Starting at the line that contains "Tag each instance of the blonde" in the listing below, write out every line word for word until you have written the line that contains "Tag each instance of the white banner".

INPUT MATERIAL:
======

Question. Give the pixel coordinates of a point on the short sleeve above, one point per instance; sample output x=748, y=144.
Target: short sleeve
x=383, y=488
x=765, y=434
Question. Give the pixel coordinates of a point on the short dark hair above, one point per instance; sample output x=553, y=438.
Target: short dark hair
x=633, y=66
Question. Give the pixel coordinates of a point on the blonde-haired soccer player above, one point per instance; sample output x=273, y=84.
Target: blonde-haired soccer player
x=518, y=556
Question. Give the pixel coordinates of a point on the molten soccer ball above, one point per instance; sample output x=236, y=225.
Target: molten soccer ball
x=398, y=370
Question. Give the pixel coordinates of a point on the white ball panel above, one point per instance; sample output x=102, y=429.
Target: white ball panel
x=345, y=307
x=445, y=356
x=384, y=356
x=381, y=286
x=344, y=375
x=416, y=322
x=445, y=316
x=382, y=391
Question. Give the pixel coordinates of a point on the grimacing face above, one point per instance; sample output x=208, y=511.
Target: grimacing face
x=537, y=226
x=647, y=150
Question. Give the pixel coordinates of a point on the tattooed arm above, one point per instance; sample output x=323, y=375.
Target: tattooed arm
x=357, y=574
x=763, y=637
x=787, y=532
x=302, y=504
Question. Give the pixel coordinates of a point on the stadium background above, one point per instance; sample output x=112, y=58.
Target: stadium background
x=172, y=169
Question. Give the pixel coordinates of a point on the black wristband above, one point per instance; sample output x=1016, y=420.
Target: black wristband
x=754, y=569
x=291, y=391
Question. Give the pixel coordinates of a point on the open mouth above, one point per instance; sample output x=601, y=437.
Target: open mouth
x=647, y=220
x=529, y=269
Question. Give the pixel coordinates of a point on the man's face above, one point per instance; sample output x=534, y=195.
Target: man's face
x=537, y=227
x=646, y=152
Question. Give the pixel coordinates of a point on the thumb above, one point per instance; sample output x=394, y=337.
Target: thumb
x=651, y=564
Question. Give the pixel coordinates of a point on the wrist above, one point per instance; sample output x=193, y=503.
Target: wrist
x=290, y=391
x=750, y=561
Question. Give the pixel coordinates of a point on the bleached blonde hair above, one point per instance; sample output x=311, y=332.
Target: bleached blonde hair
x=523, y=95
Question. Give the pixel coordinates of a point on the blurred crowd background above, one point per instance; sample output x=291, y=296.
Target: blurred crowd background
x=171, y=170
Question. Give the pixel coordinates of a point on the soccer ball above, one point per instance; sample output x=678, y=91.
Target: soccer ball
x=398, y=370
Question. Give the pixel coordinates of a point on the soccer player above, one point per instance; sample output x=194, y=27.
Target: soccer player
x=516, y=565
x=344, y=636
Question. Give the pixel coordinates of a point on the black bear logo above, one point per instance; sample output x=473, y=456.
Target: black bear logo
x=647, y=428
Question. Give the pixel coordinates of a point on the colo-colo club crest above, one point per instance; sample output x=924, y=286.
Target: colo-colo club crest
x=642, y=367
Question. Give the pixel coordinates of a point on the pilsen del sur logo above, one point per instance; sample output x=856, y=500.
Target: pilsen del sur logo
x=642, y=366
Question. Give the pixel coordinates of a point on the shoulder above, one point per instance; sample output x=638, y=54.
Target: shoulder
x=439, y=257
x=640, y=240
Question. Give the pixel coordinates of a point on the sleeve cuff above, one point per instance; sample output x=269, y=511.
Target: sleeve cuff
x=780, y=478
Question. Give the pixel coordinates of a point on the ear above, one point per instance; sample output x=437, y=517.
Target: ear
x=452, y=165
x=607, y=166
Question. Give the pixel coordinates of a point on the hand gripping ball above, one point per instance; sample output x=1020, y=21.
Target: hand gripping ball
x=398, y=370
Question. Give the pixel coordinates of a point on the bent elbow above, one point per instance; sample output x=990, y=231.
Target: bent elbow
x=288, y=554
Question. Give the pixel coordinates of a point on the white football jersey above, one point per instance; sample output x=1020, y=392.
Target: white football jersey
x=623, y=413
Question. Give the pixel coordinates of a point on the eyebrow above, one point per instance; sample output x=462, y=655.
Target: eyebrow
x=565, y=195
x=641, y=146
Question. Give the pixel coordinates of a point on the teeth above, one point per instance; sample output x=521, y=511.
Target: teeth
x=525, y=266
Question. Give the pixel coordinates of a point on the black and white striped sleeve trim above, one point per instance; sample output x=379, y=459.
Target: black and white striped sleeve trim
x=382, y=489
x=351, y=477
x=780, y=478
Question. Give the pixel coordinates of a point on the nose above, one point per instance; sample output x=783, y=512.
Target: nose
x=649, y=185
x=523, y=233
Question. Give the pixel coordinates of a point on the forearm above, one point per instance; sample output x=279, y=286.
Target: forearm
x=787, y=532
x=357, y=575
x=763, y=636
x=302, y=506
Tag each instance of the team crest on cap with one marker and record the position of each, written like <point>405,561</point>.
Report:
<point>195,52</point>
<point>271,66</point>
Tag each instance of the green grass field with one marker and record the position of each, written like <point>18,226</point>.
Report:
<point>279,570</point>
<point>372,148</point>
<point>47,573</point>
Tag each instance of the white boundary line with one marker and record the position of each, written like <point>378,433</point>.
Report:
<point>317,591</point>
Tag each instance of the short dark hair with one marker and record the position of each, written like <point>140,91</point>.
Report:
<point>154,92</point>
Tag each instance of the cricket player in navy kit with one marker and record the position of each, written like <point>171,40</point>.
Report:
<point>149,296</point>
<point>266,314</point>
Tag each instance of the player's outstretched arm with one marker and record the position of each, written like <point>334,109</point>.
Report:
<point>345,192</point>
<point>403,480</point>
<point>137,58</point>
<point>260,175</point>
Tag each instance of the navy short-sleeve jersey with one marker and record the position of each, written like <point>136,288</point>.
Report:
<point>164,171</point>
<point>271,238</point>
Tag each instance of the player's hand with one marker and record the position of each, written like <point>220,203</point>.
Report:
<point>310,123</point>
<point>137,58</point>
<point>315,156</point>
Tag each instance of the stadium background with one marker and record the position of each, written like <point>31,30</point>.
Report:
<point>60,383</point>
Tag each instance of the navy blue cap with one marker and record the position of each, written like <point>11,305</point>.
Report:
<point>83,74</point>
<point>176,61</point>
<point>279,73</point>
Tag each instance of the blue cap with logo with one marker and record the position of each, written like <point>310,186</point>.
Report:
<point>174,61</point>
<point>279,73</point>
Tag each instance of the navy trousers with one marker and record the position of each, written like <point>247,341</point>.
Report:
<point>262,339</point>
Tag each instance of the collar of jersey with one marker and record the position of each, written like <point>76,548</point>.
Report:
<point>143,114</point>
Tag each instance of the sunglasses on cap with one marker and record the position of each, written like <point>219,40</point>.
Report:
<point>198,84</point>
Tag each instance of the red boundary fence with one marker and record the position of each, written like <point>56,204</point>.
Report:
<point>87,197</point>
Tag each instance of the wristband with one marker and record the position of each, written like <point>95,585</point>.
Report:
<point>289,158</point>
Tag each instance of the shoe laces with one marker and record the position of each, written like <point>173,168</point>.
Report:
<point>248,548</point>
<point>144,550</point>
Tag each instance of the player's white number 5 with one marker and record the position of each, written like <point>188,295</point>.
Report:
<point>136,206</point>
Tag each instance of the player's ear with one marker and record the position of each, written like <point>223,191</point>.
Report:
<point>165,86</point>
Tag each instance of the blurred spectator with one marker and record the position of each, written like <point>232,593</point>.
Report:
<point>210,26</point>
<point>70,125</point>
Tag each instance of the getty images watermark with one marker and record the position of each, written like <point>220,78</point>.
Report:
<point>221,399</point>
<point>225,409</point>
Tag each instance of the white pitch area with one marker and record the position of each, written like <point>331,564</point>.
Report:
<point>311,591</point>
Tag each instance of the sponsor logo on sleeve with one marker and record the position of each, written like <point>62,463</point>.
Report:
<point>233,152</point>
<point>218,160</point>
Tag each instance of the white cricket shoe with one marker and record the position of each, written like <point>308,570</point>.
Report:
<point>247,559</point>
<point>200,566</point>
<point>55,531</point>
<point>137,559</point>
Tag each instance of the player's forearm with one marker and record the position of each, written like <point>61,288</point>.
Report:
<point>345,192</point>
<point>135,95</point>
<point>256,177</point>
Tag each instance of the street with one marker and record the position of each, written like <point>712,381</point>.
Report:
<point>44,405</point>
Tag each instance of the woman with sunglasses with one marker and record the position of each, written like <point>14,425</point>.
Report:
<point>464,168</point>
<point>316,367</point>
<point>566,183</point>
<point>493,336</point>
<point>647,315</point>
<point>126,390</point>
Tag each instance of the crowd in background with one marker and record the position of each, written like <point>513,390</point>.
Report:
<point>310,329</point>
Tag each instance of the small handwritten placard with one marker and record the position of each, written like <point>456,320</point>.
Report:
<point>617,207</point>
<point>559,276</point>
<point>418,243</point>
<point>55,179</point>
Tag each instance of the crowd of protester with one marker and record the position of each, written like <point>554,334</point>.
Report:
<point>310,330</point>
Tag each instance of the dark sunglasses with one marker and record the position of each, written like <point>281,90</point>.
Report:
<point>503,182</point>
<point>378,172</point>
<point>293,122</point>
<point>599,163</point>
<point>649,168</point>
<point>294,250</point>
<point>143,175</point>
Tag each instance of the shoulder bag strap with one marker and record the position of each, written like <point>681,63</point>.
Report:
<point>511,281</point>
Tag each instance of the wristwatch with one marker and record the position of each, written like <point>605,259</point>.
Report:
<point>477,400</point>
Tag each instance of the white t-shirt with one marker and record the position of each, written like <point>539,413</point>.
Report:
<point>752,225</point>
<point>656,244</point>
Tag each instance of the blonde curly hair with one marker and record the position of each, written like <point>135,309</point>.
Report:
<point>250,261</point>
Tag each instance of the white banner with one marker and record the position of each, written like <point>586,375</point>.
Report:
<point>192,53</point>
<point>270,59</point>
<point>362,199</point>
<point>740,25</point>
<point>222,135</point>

======

OUTPUT OF THE EXERCISE:
Tag each instance of the blonde curly hair with one marker and record the position of each, written like <point>135,309</point>.
Report:
<point>250,261</point>
Tag each instance of the white banner with one marker and record the position of each, written like <point>586,375</point>.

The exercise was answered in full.